*** Opening of Excerpt to read ***
Think back…how often in debate – on the radio, on TV – have you heard people state that “x is linked to y”?. ‘y’, for example, could be cancer or the economic slump and ‘x’ anything from pollution levels to bacon consumption, low confidence to the weather. In saying that the two are linked, they are really only referring to an association, a statistical pattern, between them. But the implication, sometimes implicit, sometimes explicit, is that ‘x’ causes ‘y’.
But where is the evidence? The job of statistical tests is to tell us whether correlation between two measurable things (what statisticians term ‘variables’) is down to coincidence or otherwise significant. But even when there seems to be strong correlation, this still does not prove causation.
The much-used phrase “correlation does not prove causation” is, in itself, correct but when used as ammunition in debate, it often marks the end of informed discussion as participants struggle to think where and how to move things forward. And that’s because they are usually talking about causation but basing their arguments on correlational data and it’s a big leap from finding that there is an association between two things to knowing that one actually causes the other.
*** Close of Excerpt to read ***
Assignment 1 -> Decide whether each statement agrees with the passage on correlation and causation, answering yes or no and quoting the words of the passage that settle it: (a) statistical tests indicate whether a correlation between two variables is due to coincidence; (b) a strong correlation between two things proves that one causes the other; (c) the phrase "correlation does not prove causation" is itself mistaken.
Assignment 2 -> Carry on the passage on correlation and causation from its final sentence.
The items that follow are separate material and have no connection to the passage on correlation and causation.
*** Opening of Information ***
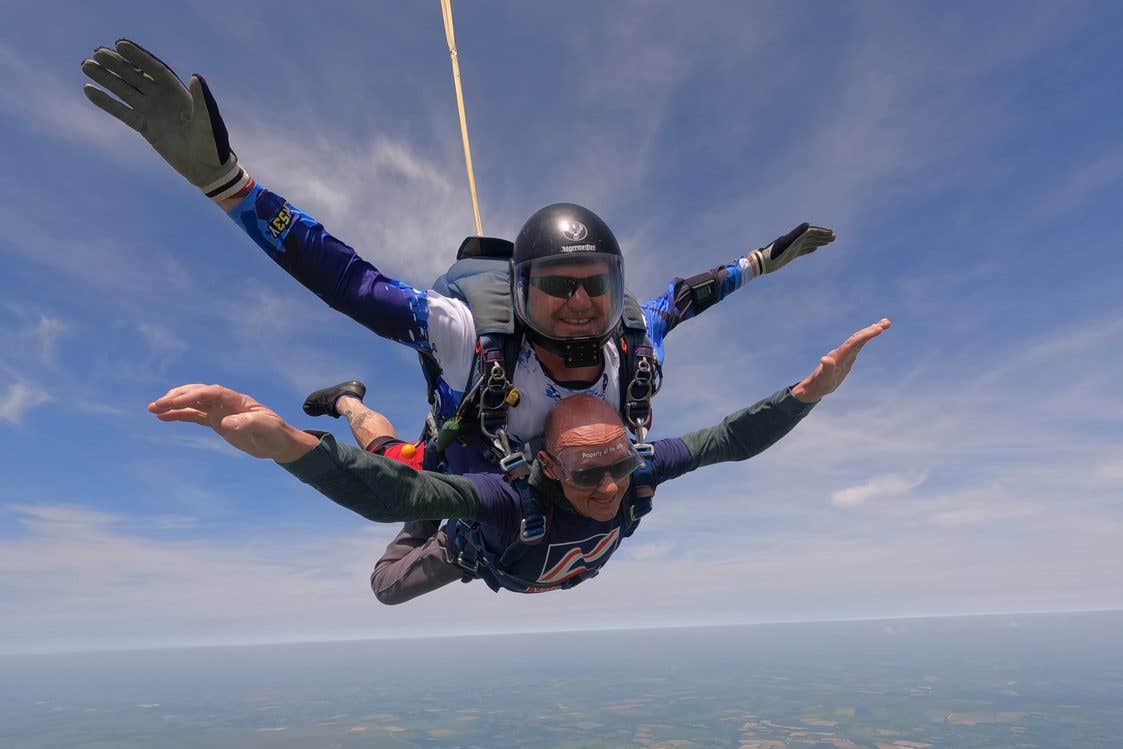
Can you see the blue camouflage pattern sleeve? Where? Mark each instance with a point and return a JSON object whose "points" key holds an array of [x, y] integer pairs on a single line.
{"points": [[335, 272], [678, 303]]}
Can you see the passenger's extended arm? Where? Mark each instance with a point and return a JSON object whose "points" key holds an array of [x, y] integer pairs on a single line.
{"points": [[381, 489], [755, 429]]}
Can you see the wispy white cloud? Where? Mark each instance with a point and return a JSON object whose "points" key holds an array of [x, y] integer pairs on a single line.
{"points": [[19, 399], [877, 487], [43, 102], [45, 336]]}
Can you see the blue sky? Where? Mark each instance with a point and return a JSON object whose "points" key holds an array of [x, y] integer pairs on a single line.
{"points": [[969, 158]]}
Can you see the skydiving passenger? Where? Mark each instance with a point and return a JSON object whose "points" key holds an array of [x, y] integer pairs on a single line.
{"points": [[568, 329], [589, 478]]}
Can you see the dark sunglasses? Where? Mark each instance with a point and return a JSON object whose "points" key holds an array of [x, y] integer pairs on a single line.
{"points": [[563, 286], [592, 477]]}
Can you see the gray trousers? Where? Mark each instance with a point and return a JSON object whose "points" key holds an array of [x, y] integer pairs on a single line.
{"points": [[417, 562]]}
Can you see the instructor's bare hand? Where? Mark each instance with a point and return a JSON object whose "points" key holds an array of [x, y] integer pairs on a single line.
{"points": [[238, 419], [833, 367]]}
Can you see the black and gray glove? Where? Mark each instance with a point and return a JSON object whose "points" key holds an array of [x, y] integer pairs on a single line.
{"points": [[182, 125], [801, 240]]}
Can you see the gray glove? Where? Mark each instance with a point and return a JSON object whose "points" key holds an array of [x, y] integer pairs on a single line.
{"points": [[182, 125], [801, 240]]}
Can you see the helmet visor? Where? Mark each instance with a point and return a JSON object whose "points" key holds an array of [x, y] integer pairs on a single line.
{"points": [[566, 297]]}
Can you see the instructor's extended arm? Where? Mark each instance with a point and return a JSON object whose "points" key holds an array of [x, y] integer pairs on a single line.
{"points": [[183, 125], [687, 298]]}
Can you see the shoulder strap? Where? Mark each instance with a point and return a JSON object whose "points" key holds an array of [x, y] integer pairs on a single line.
{"points": [[642, 492]]}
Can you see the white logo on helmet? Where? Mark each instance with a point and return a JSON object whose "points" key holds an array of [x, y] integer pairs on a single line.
{"points": [[573, 230]]}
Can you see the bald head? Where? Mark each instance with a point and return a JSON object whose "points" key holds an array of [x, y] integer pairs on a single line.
{"points": [[581, 421]]}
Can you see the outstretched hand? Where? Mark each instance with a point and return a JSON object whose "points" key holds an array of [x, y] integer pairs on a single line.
{"points": [[182, 122], [833, 367], [238, 419]]}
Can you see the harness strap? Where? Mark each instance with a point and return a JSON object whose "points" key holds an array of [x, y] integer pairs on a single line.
{"points": [[640, 378]]}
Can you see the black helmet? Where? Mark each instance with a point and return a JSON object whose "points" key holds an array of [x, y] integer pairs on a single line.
{"points": [[568, 282]]}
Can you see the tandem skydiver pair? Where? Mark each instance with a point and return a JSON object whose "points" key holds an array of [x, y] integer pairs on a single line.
{"points": [[518, 329]]}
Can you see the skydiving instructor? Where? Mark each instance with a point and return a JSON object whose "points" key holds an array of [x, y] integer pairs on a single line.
{"points": [[566, 348], [590, 485]]}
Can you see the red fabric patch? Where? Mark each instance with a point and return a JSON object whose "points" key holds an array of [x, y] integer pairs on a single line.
{"points": [[411, 454]]}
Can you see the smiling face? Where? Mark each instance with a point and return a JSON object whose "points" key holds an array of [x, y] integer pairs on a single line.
{"points": [[589, 453], [563, 301]]}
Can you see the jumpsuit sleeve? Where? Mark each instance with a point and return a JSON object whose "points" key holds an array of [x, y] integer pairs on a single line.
{"points": [[681, 302], [381, 489], [748, 431], [423, 320]]}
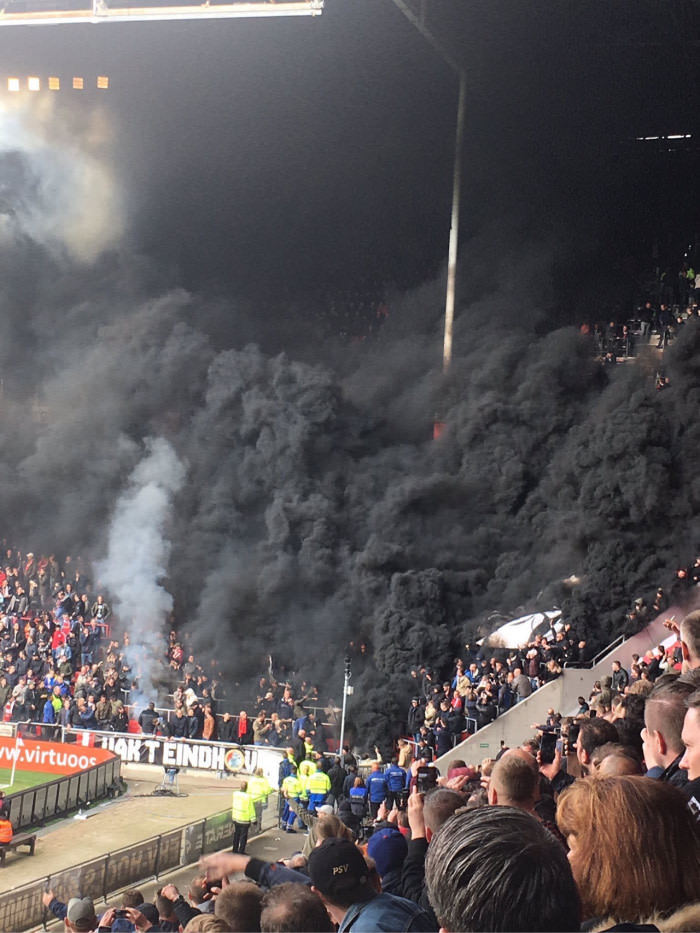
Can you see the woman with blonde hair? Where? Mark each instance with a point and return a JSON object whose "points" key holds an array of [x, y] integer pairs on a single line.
{"points": [[634, 846]]}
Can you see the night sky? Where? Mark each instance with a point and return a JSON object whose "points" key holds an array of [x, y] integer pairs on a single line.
{"points": [[190, 260], [278, 157]]}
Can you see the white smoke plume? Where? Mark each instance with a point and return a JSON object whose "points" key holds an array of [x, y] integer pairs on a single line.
{"points": [[57, 186], [137, 558]]}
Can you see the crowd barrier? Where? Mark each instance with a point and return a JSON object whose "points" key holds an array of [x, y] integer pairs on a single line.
{"points": [[22, 908], [36, 805]]}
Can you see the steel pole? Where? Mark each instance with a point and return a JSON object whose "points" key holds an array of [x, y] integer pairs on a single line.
{"points": [[346, 684], [454, 227]]}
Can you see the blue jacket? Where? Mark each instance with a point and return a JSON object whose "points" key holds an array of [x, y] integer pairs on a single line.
{"points": [[376, 787], [386, 912], [395, 778], [49, 714]]}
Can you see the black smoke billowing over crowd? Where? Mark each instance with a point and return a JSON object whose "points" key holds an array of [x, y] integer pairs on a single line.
{"points": [[316, 509], [306, 504]]}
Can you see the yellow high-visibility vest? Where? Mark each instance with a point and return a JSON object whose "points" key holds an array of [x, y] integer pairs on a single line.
{"points": [[242, 807], [259, 788]]}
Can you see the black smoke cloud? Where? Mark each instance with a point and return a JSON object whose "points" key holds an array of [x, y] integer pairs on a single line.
{"points": [[315, 508]]}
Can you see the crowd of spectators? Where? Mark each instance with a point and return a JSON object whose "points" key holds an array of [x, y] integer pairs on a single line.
{"points": [[591, 823], [486, 682], [538, 838]]}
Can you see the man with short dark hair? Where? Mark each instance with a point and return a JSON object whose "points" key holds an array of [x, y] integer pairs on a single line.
{"points": [[498, 868], [293, 908], [691, 756], [239, 905], [690, 640], [592, 733], [664, 712], [620, 677], [340, 876]]}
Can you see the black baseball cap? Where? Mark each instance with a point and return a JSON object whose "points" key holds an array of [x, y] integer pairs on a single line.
{"points": [[338, 869]]}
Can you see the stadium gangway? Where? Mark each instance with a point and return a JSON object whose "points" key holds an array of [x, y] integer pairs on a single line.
{"points": [[49, 12], [515, 725]]}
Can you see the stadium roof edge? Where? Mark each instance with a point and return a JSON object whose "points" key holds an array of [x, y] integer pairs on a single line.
{"points": [[40, 12]]}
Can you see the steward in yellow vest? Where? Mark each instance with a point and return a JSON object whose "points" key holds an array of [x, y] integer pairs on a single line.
{"points": [[259, 789], [242, 814]]}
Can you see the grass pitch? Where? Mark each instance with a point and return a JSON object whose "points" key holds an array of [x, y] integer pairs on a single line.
{"points": [[23, 779]]}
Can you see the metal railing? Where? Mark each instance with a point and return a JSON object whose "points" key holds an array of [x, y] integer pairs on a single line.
{"points": [[22, 908], [36, 805]]}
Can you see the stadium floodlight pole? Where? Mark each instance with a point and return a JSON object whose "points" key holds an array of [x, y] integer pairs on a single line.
{"points": [[419, 21], [347, 689]]}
*** Close of Information ***
Written response 1 ->
(a) Yes: "The job of statistical tests is to tell us whether correlation between two measurable things (what statisticians term ‘variables’) is down to coincidence or otherwise significant."
(b) No: "But even when there seems to be strong correlation, this still does not prove causation."
(c) No: "is, in itself, correct"

Written response 2 ->
Our advice? Above all, don’t crumble in the face of debate around correlation and causation but just as statisticians don’t do one off yes/no tests, keep probing, keep building up your evidence incrementally and you’ll be nearer to the truth of the matter.
Basically, bringing ‘correlation’ into a debate is pointless unless you know something about the strength (how close) and the direction (positive or negative) of the relationship between the two things you are discussing.
In short, you need to know:
whether there is positive correlation (i.e. as one thing increases, so does the other) or negative correlation (as one increases, the other decreases)
the correlation coefficient (symbolised as ‘r’ – a figure which will always be between -1.0 and +1.0) which tells you how close the association is between the two things (when there is a causal link, this measure represents information which can begin to help you to begin to predict future interventions… a very simple example would be that of an electricity plant planning for higher outputs during a cold spell based on the correlation between high demand for electricity and cold weather)
the regression coefficient, Again, providing there is a causal relationship between two things, this measurable unit of the relationship between two things explains how closely connected they are in practice and how much one thing will change if the other changes
It’s also useful to know the effect size eg there might be a strong correlation between two things but, in practice, the actual number of imports-exports or sick people etc involved - according to the debate - might be very small. But then again, they might still be very important and carry huge impact.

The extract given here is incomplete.